_TASK PROMPT_
A faithful copy of the entries is needed, one that leaves out the pictures.

┌──

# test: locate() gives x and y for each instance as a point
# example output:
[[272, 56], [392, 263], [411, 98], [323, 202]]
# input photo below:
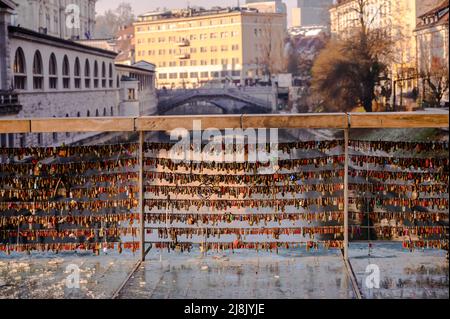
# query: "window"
[[103, 75], [20, 77], [77, 73], [110, 75], [87, 74], [22, 140], [53, 77], [38, 76], [95, 74], [67, 133], [66, 73]]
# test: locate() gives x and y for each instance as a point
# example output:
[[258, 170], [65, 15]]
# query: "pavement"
[[291, 274]]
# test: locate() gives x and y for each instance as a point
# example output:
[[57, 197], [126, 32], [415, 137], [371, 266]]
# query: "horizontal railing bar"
[[295, 121], [286, 121], [89, 124], [15, 126], [166, 123], [399, 120]]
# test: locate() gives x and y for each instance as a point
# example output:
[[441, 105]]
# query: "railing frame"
[[341, 121]]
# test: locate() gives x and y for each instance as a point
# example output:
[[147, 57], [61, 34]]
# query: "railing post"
[[346, 139], [141, 195]]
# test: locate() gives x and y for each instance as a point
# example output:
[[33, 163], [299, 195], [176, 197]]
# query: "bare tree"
[[349, 70]]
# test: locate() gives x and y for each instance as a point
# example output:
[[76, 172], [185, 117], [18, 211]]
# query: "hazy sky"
[[141, 6]]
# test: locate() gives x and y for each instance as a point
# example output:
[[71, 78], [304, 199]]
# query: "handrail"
[[287, 121]]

└──

_RESPONSE TO THIS TASK_
# test: locate() gives x and y for each instance as a point
# example output:
[[272, 56], [392, 263], [411, 98], [323, 202]]
# input photo below:
# query: "window"
[[103, 75], [20, 77], [77, 73], [110, 75], [87, 74], [22, 140], [53, 77], [38, 76], [95, 74], [67, 133], [66, 73]]
# test: locate() gives x and y for each instance as a point
# example output:
[[258, 170], [65, 15]]
# query: "pavement"
[[291, 274]]
# test: locate() gives x and y for each instance as a point
# example output:
[[57, 197], [126, 32], [415, 137], [371, 266]]
# query: "horizontal railing bar"
[[295, 121], [286, 121], [89, 124], [15, 126], [166, 123], [399, 120]]
# test: locate() gives x and y for each instance as a point
# example output:
[[441, 105]]
# query: "railing frame"
[[341, 121]]
# test: locate() gives x and y for each instance as a point
# example output:
[[147, 57], [61, 34]]
# query: "railing post"
[[346, 139], [141, 195]]
# test: locate() gives x and y for each instance as a point
# example output:
[[33, 163], [299, 195], [176, 197]]
# query: "bare tree"
[[349, 70]]
# test: locate() gives x and y for each instance as a point
# example output:
[[76, 172], [185, 117], [18, 211]]
# query: "hazy sky"
[[141, 6]]
# test: locate() gives x and y for each instance as a point
# example output:
[[71, 78], [304, 199]]
# query: "handrail"
[[287, 121]]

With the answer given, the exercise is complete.